[Source material start]
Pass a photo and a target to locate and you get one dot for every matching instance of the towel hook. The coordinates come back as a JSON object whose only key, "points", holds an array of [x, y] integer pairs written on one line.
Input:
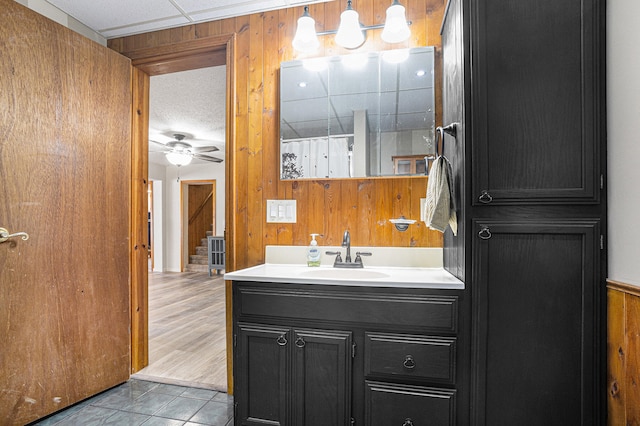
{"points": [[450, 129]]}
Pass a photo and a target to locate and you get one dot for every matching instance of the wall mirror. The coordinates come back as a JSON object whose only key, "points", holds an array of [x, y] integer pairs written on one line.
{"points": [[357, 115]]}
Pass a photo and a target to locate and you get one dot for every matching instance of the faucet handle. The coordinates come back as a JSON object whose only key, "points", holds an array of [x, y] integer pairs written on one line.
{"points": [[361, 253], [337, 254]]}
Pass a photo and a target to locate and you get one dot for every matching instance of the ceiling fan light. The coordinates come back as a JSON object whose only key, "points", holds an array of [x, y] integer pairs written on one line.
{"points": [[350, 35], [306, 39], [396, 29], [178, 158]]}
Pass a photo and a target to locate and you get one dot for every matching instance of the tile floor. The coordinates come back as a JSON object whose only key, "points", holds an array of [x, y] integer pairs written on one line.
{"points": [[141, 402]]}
[Source material end]
* _Problem_: The material above must be printed exactly, with its pictures left out.

* _Reply_:
Pass a photo and a target to locate and you get one dot for every matching instance of the towel hook. The coordinates come back as a JSON object whose only key, "points", holds an array of [x, y] integer pairs written on one line.
Input:
{"points": [[450, 129]]}
Pass a photo and a target to locate and you get one dot for every matching instance of the wall mirror. The coordinates come back as a JSON object whose only key, "points", holds an array of [x, y] integer pairs written on one line.
{"points": [[357, 115]]}
Pass a photo and a target to locate and you get one dot for every matching instance of the faucet handle. The coordinates come back as a JSON object whose only key, "points", holds an array of [x, y] integer pairs written on one line.
{"points": [[361, 253], [337, 254]]}
Pass a photo and a target to locate and you get one dot for every matching instance of the ceiling fan light. The coordinates come back as a JSON object whose only key, "points", holds an array of [x, y] integer pairs written on one line.
{"points": [[350, 35], [306, 39], [396, 29], [178, 158]]}
Pass a photo and a target to locate and you get one dot for every matching instance of the tile floor. The coordinates come back as a JSON object whose only key, "points", holds an array of [x, y] integer pairs written on one line.
{"points": [[141, 402]]}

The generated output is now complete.